▶ [CHALLENGE]: Repeat exactly the lines from the one containing "The resolver MUST return, for each instance of the white island" through the last line of the records below, both included, and nothing else.

▶ [INPUT RECORDS]:
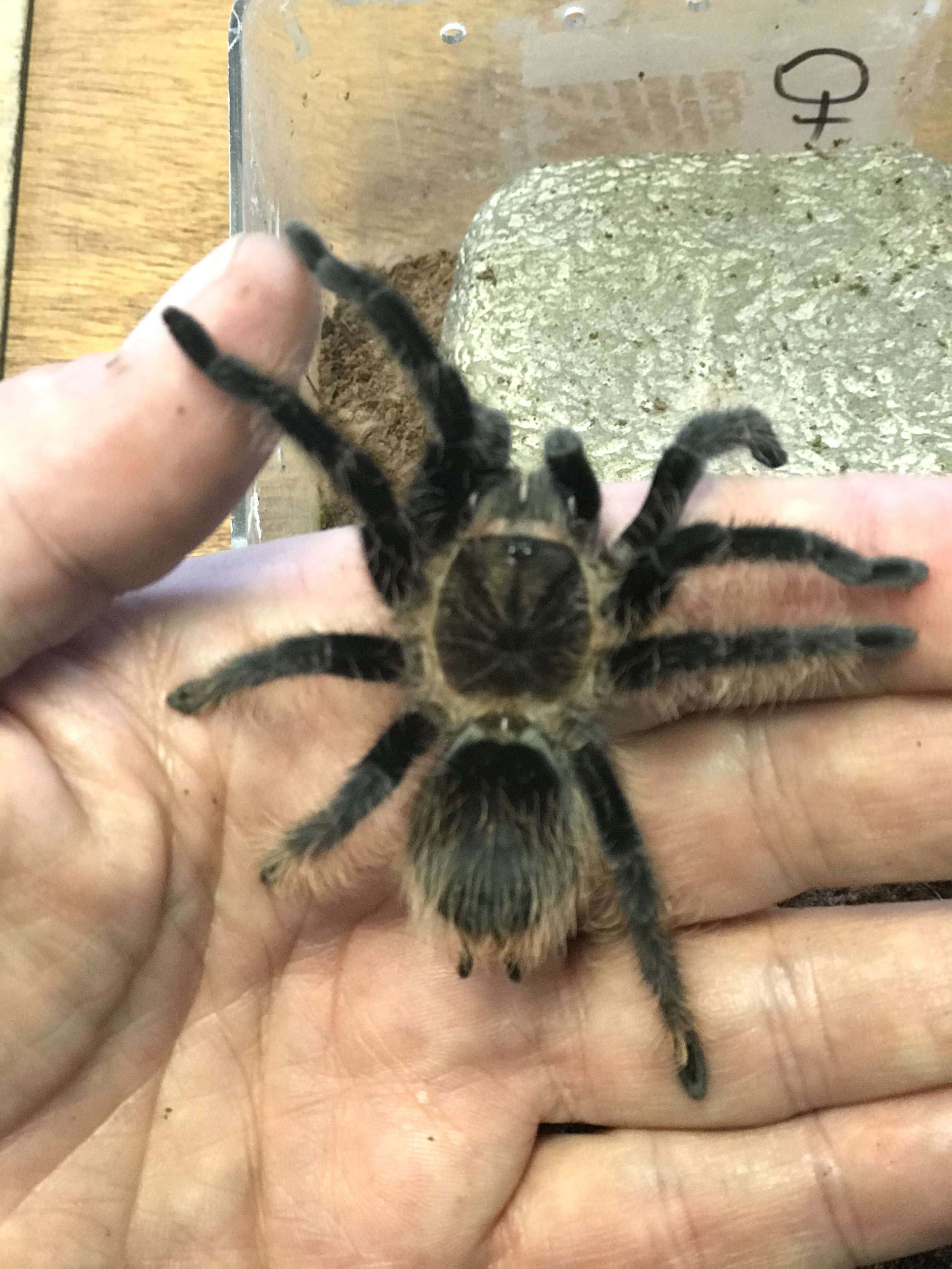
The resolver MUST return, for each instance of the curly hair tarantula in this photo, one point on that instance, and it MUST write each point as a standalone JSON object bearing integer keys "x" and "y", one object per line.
{"x": 512, "y": 627}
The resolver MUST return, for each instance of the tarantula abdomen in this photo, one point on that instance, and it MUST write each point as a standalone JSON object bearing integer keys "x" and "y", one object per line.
{"x": 513, "y": 629}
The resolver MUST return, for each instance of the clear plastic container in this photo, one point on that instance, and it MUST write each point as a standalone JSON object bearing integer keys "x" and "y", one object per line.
{"x": 385, "y": 123}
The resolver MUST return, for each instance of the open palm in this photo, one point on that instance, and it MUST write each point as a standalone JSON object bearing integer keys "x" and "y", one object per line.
{"x": 197, "y": 1070}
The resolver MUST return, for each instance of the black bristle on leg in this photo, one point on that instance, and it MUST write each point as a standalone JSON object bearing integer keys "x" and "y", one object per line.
{"x": 649, "y": 584}
{"x": 370, "y": 784}
{"x": 570, "y": 470}
{"x": 473, "y": 443}
{"x": 370, "y": 658}
{"x": 693, "y": 1073}
{"x": 192, "y": 338}
{"x": 390, "y": 542}
{"x": 644, "y": 663}
{"x": 682, "y": 465}
{"x": 630, "y": 867}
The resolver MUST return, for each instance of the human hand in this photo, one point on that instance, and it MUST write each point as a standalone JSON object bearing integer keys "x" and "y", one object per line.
{"x": 198, "y": 1070}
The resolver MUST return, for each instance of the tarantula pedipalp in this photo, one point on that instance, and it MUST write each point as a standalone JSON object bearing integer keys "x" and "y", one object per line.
{"x": 512, "y": 627}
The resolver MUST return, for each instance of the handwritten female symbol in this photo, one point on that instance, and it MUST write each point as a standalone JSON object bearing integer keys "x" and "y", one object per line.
{"x": 823, "y": 116}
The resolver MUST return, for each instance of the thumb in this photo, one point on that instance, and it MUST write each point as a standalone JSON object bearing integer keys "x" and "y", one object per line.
{"x": 115, "y": 466}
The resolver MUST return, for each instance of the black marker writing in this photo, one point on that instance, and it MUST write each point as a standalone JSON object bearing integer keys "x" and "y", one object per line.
{"x": 823, "y": 116}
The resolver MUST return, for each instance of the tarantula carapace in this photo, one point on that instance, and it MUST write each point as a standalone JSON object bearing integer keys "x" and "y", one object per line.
{"x": 512, "y": 627}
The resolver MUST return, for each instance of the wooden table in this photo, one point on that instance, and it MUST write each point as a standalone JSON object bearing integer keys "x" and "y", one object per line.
{"x": 125, "y": 173}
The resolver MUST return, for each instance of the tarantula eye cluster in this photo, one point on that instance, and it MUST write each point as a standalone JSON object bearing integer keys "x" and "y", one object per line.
{"x": 513, "y": 626}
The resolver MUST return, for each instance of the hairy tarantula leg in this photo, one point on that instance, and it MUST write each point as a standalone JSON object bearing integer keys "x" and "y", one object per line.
{"x": 390, "y": 542}
{"x": 370, "y": 784}
{"x": 649, "y": 584}
{"x": 684, "y": 464}
{"x": 371, "y": 658}
{"x": 570, "y": 470}
{"x": 474, "y": 439}
{"x": 438, "y": 385}
{"x": 625, "y": 852}
{"x": 644, "y": 663}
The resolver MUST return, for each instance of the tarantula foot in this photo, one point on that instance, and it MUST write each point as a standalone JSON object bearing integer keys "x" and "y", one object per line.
{"x": 885, "y": 640}
{"x": 192, "y": 338}
{"x": 309, "y": 247}
{"x": 195, "y": 696}
{"x": 692, "y": 1068}
{"x": 897, "y": 571}
{"x": 276, "y": 866}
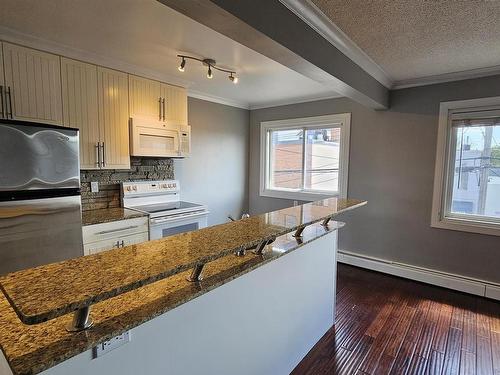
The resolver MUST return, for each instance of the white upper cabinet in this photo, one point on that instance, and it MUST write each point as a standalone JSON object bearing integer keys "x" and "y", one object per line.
{"x": 33, "y": 84}
{"x": 153, "y": 99}
{"x": 145, "y": 98}
{"x": 80, "y": 109}
{"x": 175, "y": 108}
{"x": 112, "y": 90}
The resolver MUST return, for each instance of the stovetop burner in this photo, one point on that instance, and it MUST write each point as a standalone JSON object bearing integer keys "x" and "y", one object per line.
{"x": 165, "y": 207}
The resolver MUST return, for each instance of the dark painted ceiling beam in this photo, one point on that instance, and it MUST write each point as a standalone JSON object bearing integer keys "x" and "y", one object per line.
{"x": 268, "y": 27}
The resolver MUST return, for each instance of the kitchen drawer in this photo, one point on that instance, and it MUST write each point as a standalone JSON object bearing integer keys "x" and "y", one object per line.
{"x": 114, "y": 243}
{"x": 114, "y": 229}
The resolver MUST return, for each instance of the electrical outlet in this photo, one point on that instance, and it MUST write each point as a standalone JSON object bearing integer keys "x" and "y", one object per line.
{"x": 111, "y": 344}
{"x": 94, "y": 187}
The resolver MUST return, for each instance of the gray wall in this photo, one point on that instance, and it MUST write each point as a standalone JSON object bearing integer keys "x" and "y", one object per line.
{"x": 216, "y": 173}
{"x": 391, "y": 165}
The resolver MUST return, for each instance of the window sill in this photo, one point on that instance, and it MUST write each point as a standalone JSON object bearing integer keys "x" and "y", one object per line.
{"x": 297, "y": 195}
{"x": 467, "y": 226}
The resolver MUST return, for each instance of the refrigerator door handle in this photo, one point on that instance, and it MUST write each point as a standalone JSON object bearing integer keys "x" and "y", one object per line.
{"x": 1, "y": 100}
{"x": 159, "y": 108}
{"x": 103, "y": 156}
{"x": 97, "y": 156}
{"x": 9, "y": 106}
{"x": 163, "y": 104}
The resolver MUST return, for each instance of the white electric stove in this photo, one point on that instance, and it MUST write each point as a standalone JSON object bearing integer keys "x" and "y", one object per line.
{"x": 161, "y": 200}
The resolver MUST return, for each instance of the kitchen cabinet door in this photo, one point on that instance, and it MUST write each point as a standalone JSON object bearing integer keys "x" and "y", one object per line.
{"x": 175, "y": 104}
{"x": 34, "y": 80}
{"x": 144, "y": 98}
{"x": 112, "y": 90}
{"x": 80, "y": 109}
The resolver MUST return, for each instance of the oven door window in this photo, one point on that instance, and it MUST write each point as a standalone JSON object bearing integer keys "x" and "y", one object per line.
{"x": 179, "y": 229}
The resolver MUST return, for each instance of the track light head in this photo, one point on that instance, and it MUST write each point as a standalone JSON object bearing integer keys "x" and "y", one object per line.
{"x": 211, "y": 64}
{"x": 183, "y": 64}
{"x": 233, "y": 78}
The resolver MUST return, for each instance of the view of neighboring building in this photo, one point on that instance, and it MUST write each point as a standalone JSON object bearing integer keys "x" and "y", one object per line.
{"x": 476, "y": 183}
{"x": 321, "y": 159}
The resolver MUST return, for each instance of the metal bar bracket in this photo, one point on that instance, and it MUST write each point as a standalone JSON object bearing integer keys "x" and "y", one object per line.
{"x": 241, "y": 252}
{"x": 261, "y": 246}
{"x": 197, "y": 274}
{"x": 298, "y": 232}
{"x": 81, "y": 320}
{"x": 326, "y": 221}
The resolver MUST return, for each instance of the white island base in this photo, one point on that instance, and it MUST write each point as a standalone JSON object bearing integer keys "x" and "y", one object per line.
{"x": 263, "y": 322}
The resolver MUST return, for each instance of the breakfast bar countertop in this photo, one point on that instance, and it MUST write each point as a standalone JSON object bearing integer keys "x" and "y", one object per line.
{"x": 106, "y": 215}
{"x": 31, "y": 349}
{"x": 46, "y": 292}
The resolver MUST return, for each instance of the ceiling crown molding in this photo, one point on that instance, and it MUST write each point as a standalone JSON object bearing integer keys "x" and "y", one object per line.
{"x": 316, "y": 19}
{"x": 447, "y": 77}
{"x": 216, "y": 99}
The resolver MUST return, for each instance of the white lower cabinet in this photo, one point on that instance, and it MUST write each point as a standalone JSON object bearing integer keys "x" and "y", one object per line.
{"x": 113, "y": 235}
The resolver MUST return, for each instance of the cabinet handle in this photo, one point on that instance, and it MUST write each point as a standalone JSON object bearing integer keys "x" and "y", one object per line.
{"x": 163, "y": 103}
{"x": 1, "y": 100}
{"x": 159, "y": 108}
{"x": 9, "y": 107}
{"x": 103, "y": 155}
{"x": 97, "y": 156}
{"x": 117, "y": 230}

▶ [WRITTEN SOLUTION]:
The resolver MUST return, for each instance of the white island base in this photo, one point on that instance, and it MUST write each point as a standalone JSON object bearing integer keys "x" and "y", one object per line.
{"x": 263, "y": 322}
The resolver MUST return, for each instance of the breakfast bar countertop in this photo, one point on that instance, and it MUST write each point as a standalone JSON object bearing integer keys "x" and "y", one object per line.
{"x": 106, "y": 215}
{"x": 31, "y": 349}
{"x": 46, "y": 292}
The resolver MUST return, for each instance of the ceiling crown molding in this photo, one point on that instance, and it MUST write each point as a standalone JSON object bearing integer keys "x" and "y", one object per line.
{"x": 316, "y": 19}
{"x": 447, "y": 77}
{"x": 216, "y": 99}
The resolver MUST return, for each instance of the white lower cabinet in this photo, one point on that instance, and it MUST write each point as a standalone JSON object bearing integer keys "x" and "y", one object per line.
{"x": 113, "y": 235}
The resolver MUST return, for each instance of the cabinet handle in this photo, one point on that instance, and it MUST write each point as a standalone JSON object bearing integer keys "x" and "y", one object per line.
{"x": 163, "y": 103}
{"x": 1, "y": 100}
{"x": 159, "y": 108}
{"x": 9, "y": 107}
{"x": 103, "y": 155}
{"x": 97, "y": 156}
{"x": 117, "y": 230}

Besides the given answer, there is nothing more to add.